**TASK DETAILS**
Print the lines of the data, starting with the first, up to and including the line where "Target: horse leg wrap" appears.

**Items listed in a dataset**
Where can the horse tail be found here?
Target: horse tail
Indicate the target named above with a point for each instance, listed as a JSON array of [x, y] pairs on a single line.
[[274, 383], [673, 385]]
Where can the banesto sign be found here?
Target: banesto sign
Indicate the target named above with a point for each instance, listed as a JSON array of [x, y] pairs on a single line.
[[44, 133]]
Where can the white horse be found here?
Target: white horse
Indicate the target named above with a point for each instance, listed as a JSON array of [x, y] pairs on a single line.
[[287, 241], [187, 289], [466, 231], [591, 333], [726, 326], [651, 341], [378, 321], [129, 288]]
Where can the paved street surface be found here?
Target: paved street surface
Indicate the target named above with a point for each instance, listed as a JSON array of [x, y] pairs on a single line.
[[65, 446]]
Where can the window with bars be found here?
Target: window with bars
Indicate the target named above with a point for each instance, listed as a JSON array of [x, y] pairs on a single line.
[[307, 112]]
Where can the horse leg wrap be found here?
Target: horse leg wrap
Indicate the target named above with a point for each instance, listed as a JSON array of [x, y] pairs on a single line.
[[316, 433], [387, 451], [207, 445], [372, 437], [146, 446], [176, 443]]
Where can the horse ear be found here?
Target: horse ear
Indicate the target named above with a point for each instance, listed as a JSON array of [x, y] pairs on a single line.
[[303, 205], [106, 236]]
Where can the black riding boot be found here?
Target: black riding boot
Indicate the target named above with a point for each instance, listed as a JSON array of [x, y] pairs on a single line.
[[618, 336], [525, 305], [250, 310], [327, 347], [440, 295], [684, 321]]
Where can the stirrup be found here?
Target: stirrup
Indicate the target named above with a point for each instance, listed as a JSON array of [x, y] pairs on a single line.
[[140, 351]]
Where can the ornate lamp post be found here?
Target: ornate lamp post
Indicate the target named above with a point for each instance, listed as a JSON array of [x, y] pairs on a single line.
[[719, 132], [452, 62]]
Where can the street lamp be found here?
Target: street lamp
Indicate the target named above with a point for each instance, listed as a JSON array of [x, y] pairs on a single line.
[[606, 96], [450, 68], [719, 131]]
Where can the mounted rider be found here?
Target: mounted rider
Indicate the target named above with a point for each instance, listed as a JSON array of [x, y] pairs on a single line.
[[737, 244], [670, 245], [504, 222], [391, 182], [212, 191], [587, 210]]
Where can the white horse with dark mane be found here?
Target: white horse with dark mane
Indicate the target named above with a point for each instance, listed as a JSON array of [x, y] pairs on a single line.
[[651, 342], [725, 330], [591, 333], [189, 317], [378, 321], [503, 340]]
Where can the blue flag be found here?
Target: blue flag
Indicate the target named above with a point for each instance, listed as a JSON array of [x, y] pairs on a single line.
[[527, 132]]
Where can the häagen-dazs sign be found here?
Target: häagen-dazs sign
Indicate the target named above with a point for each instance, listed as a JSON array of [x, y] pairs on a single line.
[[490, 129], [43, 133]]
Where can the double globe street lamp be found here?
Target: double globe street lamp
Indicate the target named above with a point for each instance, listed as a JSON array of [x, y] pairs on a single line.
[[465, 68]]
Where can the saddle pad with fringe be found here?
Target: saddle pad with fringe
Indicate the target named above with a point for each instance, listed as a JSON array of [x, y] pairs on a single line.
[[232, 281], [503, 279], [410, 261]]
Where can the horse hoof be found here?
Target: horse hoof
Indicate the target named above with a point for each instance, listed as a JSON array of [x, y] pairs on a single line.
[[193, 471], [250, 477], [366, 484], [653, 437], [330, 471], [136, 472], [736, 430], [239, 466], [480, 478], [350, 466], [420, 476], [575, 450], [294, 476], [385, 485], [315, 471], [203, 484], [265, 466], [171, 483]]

**TASK OUTPUT**
Where can the horse tail be found here?
Target: horse tail
Indicate the target named above with a point for each instance, listed as a JSON array of [x, y] pairs on a single line.
[[274, 383], [673, 385]]
Where can the banesto sign be found here?
Target: banesto sign
Indicate the target named above with a point for each instance, listed as a JSON array of [x, y] pairs on a single line.
[[44, 133]]
Where can the white horse be found here?
Target: white horse
Indicate the target named above with a point for each instance, listed as a JSON array of [x, y] pairs on a single line.
[[287, 241], [187, 289], [466, 231], [591, 333], [726, 326], [651, 341], [378, 321], [129, 288]]
Where can the paved street surface be found here?
Target: paved street surface
Indicate the target named above with a point for each instance, listed as a JSON array of [x, y] pairs on a single line.
[[65, 446]]
Where can the window with bars be found here?
Target: window with bars
Indicate the target named above with a point for each instance, listed as a JSON array of [x, y] pairs on a single line.
[[307, 112]]
Where can the horse leg wrap be found here?
Target: horse leg wrap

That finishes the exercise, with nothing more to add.